■ SOURCE DOCUMENT:
────────────────────

Remember when we used to make plans? It was so long ago now you may not remember, but we actually used to start booking our holiday travel in the summer before prices rose to unaffordable levels. That’s right: We could predict what the world would be like months in advance back then.
Times have certainly changed; now, some travelers are starting to wonder whether and how to plan for the holidays. Does it make sense to buy plane tickets? What about using points and miles? And what are the chances of a second (or is it third?) wave of the pandemic?
I’ve spent the last few months wading through COVID-19 travel policies, spreadsheets full of airfare and hotel data and other boring industry effluvia so you don’t have to. And I’ve got a few nuggets of advice for anyone thinking about booking holiday travel.
For starters: Why rush?
Should I book now?
Years of conditioning have taught us all the perils of waiting until the last minute. But if you haven’t noticed, this year is not like the others, and travel demand is unlikely to reach normal no matter what happens in the next few months.
In other words: You shouldn’t feel any rush to book travel until you’re ready.
In fact, you might end up paying more if you book in advance rather than closer to your travel dates. Recently, I analyzed a bunch of hotel price data and found that the cost of booking the same room dropped dramatically when booking 15 days in advance, compared to booking four months in advance.
That is, the same rooms cost an average of $157 when booked within 15 days compared to $212 when booked four months in advance. And while this trend might not hold into the winter or through the holidays, it’s certainly a good indication that you’re unlikely to save money by booking hotel rooms now.
The trend isn’t quite as dramatic for airfare, though it's possibly more remarkable, since booking within 15 days has historically been a recipe for getting fleeced.
Which airline should I fly?
This one’s easier: Delta.
We performed a big analysis of airline policies in response to COVID-19 and found that Delta had the best overall rating, with Southwest and Alaska hot on its heels.
I won’t bore you with all the details here, but some of the factors we took into consideration include:
Mask policy enforcement.
Blocking seats and limiting capacity.
Offering flexible change and cancellation policies.
This last bit is especially important when booking holiday travel this year: Make sure the tickets you purchase can be changed or canceled without incurring a fee. This has gotten significantly easier with various COVID-19 waivers and four major airlines, including Delta, all announcing the elimination of most change fees. Be aware of restrictions that remain around basic economy fares.

────────────────────

[Dataset records]
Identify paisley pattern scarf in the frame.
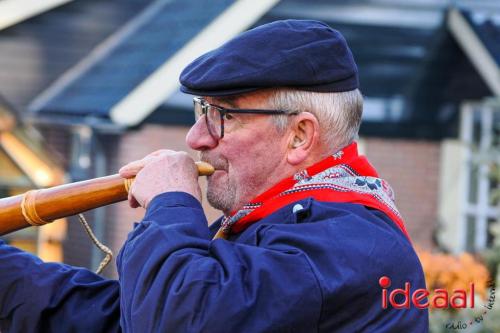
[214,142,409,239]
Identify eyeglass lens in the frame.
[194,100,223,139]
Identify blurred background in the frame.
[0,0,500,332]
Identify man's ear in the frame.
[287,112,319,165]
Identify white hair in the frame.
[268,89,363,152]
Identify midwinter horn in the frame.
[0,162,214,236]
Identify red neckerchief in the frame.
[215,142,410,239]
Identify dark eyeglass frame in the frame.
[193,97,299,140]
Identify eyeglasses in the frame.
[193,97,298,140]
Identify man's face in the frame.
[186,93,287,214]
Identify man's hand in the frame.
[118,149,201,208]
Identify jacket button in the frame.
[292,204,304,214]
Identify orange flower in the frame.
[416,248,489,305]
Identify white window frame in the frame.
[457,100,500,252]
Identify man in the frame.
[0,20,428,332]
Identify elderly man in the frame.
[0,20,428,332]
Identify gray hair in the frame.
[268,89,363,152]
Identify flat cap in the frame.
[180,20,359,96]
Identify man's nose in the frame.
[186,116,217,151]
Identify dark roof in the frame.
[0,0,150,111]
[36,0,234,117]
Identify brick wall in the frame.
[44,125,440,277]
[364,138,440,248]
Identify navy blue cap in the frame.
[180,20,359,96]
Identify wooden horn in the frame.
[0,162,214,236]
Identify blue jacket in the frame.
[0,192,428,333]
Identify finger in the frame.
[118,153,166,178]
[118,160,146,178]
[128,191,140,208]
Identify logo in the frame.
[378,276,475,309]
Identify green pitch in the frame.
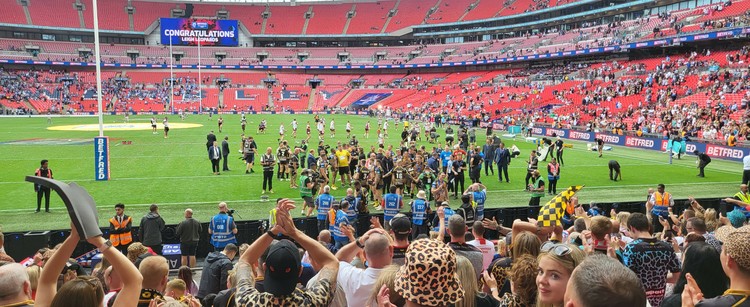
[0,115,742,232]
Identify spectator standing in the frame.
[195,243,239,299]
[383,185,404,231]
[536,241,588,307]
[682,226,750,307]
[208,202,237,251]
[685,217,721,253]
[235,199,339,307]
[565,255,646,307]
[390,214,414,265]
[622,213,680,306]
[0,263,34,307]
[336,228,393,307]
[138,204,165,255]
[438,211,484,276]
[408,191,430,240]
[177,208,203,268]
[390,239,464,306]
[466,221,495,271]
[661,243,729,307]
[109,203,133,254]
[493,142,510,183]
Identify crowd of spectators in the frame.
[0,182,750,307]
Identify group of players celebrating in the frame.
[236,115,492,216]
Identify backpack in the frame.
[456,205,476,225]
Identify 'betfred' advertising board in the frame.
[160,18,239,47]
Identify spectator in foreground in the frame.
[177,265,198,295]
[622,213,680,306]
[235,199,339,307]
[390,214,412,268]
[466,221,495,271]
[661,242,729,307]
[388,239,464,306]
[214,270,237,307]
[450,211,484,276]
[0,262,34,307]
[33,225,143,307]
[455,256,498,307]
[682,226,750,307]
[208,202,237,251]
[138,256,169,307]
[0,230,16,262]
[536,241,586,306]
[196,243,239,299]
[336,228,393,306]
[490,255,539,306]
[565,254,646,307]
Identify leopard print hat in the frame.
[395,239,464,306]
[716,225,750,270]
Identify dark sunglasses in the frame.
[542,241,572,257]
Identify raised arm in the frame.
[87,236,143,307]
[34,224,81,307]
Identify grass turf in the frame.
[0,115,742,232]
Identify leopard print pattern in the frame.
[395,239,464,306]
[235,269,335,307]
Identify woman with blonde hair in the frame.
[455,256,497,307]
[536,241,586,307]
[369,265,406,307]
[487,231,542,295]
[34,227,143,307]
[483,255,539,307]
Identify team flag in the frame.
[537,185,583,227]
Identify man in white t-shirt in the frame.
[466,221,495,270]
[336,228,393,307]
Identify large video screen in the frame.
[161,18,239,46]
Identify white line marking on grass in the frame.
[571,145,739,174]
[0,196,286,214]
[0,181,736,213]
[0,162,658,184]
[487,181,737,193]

────────────────────

■ PROBLEMS AND TASKS:
1. In the holiday travel article, what was the average cost of the same hotel rooms when booked within 15 days?
2. Rewrite the paragraph of the holiday travel article beginning "This last bit is especially important" as a short bulleted list that keeps its main facts.
3. Continue the holiday travel article from the point where it ends.

■ ANSWERS TO EACH TASK:
1. $157

2.
- When booking holiday travel this year, buy tickets that can be changed or canceled without a fee.
- Various COVID-19 waivers have made this much easier.
- Four major airlines, Delta among them, have announced the elimination of most change fees.
- Restrictions still apply to basic economy fares.

3.
What about points and miles?
Hotel points and airline miles can usually offer good workarounds for sky-high holiday prices. Notice that pesky “usually.” Since cash prices are so low, using points and miles is unlikely to offer better than average value this year.
That doesn’t mean you shouldn’t use miles, just that you won’t get especially good bang for your buck from them right now.
Will it be safe?
That’s the trillion-dollar question, isn’t it? I’m no epidemiologist, so I’m reluctant to wade into these waters, but there is something important to keep in mind: Where are you planning to travel in December?
The Institute for Health Metrics and Evaluation at the University of Washington offers public projections for the pandemic broken down by country and state. These reveal some pretty startlingly different scenarios for different parts of the country.
For example, the daily per capita infection rate in California is projected to rise from 42.6 per 100,000 today to 155 per 100,000 by December. New York state in December is projected at 30 per 100,000, up from the current 4.4. Utah’s rate is expected to skyrocket to 179 per 100,000 from today's 13.5.
Of course, these are only projections, and nobody knows what will actually happen by December, but it’s good to keep in mind when planning travel. You don’t want to go from a relatively safe spot into a hot zone (or a hot zone into a safe spot, for that matter).
In fact, for everyone’s sake, my personal take is that we should all err on the side of staying home.